▶ THE RECORDS
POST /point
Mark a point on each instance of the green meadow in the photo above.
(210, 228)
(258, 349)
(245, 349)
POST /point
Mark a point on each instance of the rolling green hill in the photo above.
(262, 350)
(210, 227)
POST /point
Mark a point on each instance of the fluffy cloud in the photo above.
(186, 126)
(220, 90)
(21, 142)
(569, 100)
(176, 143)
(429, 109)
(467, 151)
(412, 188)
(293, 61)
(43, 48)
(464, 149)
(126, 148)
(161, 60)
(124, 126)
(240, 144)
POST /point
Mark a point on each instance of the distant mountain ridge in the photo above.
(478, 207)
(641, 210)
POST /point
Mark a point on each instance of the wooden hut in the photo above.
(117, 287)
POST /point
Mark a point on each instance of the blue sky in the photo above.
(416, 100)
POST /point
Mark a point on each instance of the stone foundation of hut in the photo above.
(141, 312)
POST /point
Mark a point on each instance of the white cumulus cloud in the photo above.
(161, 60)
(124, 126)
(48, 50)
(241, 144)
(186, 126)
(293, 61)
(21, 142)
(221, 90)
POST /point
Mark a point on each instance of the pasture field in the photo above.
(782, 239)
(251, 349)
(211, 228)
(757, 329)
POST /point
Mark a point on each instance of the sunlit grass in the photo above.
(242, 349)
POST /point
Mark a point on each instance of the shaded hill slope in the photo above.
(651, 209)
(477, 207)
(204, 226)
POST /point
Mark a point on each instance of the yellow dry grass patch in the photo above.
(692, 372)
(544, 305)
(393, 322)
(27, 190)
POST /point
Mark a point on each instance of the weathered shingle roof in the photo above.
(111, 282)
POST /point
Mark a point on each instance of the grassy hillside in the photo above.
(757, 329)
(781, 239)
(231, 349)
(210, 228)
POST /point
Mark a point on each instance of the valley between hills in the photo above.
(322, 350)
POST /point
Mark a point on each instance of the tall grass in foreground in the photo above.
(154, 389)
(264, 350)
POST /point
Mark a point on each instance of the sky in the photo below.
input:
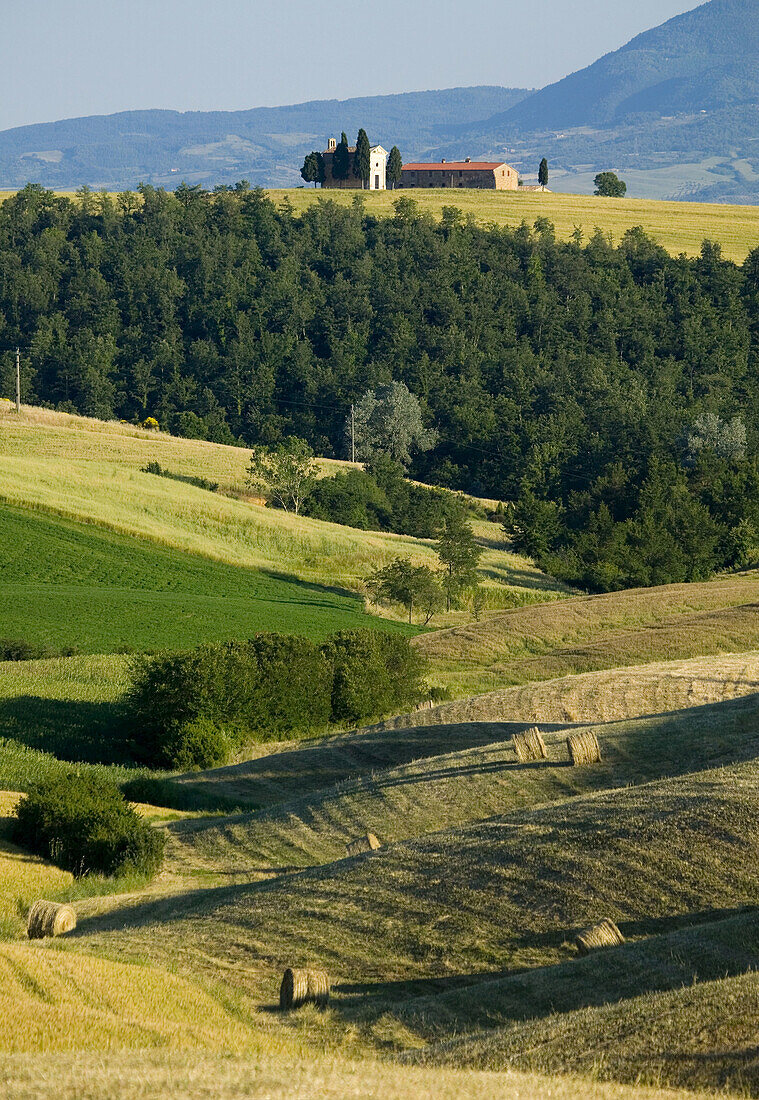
(63, 59)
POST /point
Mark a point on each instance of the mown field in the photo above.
(678, 227)
(583, 634)
(451, 948)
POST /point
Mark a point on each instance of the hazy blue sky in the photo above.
(61, 58)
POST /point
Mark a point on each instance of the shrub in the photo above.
(191, 710)
(155, 468)
(199, 743)
(18, 649)
(373, 673)
(83, 823)
(381, 498)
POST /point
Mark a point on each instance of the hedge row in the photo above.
(83, 823)
(194, 710)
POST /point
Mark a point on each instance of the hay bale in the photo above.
(362, 844)
(604, 934)
(48, 919)
(304, 987)
(583, 748)
(529, 746)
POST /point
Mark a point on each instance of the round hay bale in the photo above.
(362, 844)
(603, 934)
(583, 748)
(304, 987)
(529, 746)
(48, 919)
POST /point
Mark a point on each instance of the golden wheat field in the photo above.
(678, 227)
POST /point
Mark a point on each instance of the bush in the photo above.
(17, 649)
(197, 744)
(155, 468)
(373, 673)
(381, 498)
(193, 710)
(83, 823)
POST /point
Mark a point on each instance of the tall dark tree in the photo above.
(362, 158)
(395, 165)
(341, 158)
(459, 552)
(312, 171)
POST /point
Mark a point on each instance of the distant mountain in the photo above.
(705, 59)
(265, 145)
(675, 111)
(677, 108)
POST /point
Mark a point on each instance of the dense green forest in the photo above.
(611, 391)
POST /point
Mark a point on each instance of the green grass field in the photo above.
(75, 584)
(450, 948)
(105, 486)
(678, 227)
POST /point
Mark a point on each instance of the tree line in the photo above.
(578, 381)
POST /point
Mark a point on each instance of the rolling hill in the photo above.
(450, 948)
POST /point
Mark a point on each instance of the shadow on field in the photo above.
(92, 733)
(705, 946)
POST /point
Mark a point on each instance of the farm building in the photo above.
(377, 178)
(486, 175)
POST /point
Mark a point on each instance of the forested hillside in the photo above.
(612, 391)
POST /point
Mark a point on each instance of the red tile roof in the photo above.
(455, 166)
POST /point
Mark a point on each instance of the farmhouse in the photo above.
(377, 178)
(486, 175)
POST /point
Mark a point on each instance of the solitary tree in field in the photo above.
(284, 475)
(362, 158)
(460, 553)
(341, 158)
(411, 585)
(387, 420)
(608, 185)
(395, 165)
(312, 171)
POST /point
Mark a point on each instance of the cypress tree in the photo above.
(341, 160)
(362, 158)
(395, 165)
(310, 168)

▶ WHAT YOU SHOULD DO
Set down all the data again exactly as above, pictures excluded.

▶ ANSWER TO THE TASK
POST /point
Mark a point on each instance of the green meadow in the photo above.
(210, 228)
(258, 349)
(245, 349)
POST /point
Mark a point on each instance of the rolling green hill in the photo above.
(262, 350)
(210, 227)
POST /point
Mark a point on each instance of the fluffy cloud in the photo above.
(186, 126)
(220, 90)
(21, 142)
(569, 100)
(176, 143)
(429, 109)
(467, 151)
(412, 188)
(293, 61)
(43, 48)
(464, 149)
(126, 148)
(161, 60)
(124, 126)
(240, 144)
POST /point
Mark a point on each instance of the distant mountain ridge in the photo above.
(478, 207)
(641, 210)
POST /point
Mark a point on each instance of the wooden hut in the photo above.
(117, 287)
POST /point
Mark a point on each instance of the blue sky in the photo above.
(416, 100)
POST /point
Mark a point on each instance of the stone foundation of hut in the photo above.
(141, 312)
POST /point
Mark a point on each instance of the white cumulus cloud in the photo above.
(161, 60)
(124, 126)
(48, 50)
(241, 144)
(186, 126)
(293, 61)
(21, 142)
(221, 90)
POST /point
Mark a point on each instance of the pasture field in the photo above.
(782, 239)
(251, 349)
(211, 228)
(757, 329)
POST /point
Mark a point on each instance of the sunlit grass in the photo above.
(242, 349)
POST /point
Mark a point on each instance of the shaded hill slope in the photo above.
(651, 209)
(477, 207)
(204, 226)
POST /point
Mark a point on each instance of the yellow dry grass patch in the photo above.
(692, 372)
(544, 305)
(393, 322)
(27, 190)
POST /point
Mark a point on each instance of the weathered shingle roof in the photo above.
(111, 282)
POST /point
Mark a point on each instance of the grassy hillside in the photo above.
(757, 329)
(781, 239)
(231, 349)
(210, 228)
POST /point
Mark a point on each instance of the valley between hills in the photo above.
(322, 350)
POST /point
Mark a point on each instance of the tall grass in foreground in the photo above.
(154, 389)
(264, 350)
POST /point
Mark a point on each instance of the sky in the photo below.
input:
(63, 59)
POST /point
Mark a point on each instance of the mown field in the photo above.
(678, 227)
(583, 634)
(451, 948)
POST /point
Mark a point on each instance of the hazy blue sky in the photo above.
(61, 58)
POST /point
Mark a point on each instance of the shrub in the photo above.
(191, 710)
(155, 468)
(199, 743)
(18, 649)
(373, 673)
(83, 823)
(381, 498)
POST /point
Mark a point on each instance of the hedge row in the photo above.
(83, 823)
(194, 710)
POST /point
Mark a point on each instance of the hay bale in the photo above.
(362, 844)
(604, 934)
(48, 919)
(304, 987)
(583, 748)
(529, 746)
POST /point
Mark a point on each instance of the round hay bale in the photo above.
(362, 844)
(603, 934)
(583, 748)
(304, 987)
(529, 746)
(48, 919)
POST /point
Mark a point on each instance of the golden wheat field in the photo above.
(678, 227)
POST /point
Mark a point on each instance of the bush in the photo above.
(17, 649)
(197, 744)
(155, 468)
(373, 673)
(381, 498)
(193, 710)
(83, 823)
POST /point
Mark a point on each instance of the tall dark tree in the photo above.
(362, 158)
(395, 165)
(341, 158)
(459, 552)
(312, 171)
POST /point
Mark a point on each instance of the distant mountain in the photo above.
(705, 59)
(265, 145)
(675, 111)
(677, 108)
POST /point
Mark a point on each instance of the dense green forest in the photo above.
(611, 391)
POST /point
Mark a point on each instance of the green grass field in the photo above.
(75, 584)
(450, 948)
(105, 486)
(678, 227)
POST /point
Mark a point on each instance of the tree line in the photo above.
(578, 381)
POST /point
Mark a point on each instance of the rolling hill in the photo above.
(450, 948)
POST /point
Mark a point on each instance of the shadow on field in the photo above.
(92, 733)
(705, 946)
POST /point
Mark a point on each instance of the farm building in the photo above.
(377, 178)
(486, 175)
POST /point
Mark a point on each instance of the forested hillside in the photo above.
(612, 391)
POST /point
Mark a point on each instance of the red tile roof in the photo above.
(455, 166)
POST /point
Mark a point on each instance of the farmhouse in the photo above.
(377, 178)
(486, 175)
POST /point
Mark a point on each instance of the solitary tree in field in the photo above.
(284, 475)
(362, 158)
(460, 553)
(341, 158)
(411, 585)
(387, 420)
(608, 185)
(395, 165)
(312, 171)
POST /point
Mark a point on each instance of the cypress tree in the photo above.
(341, 160)
(362, 158)
(395, 165)
(310, 168)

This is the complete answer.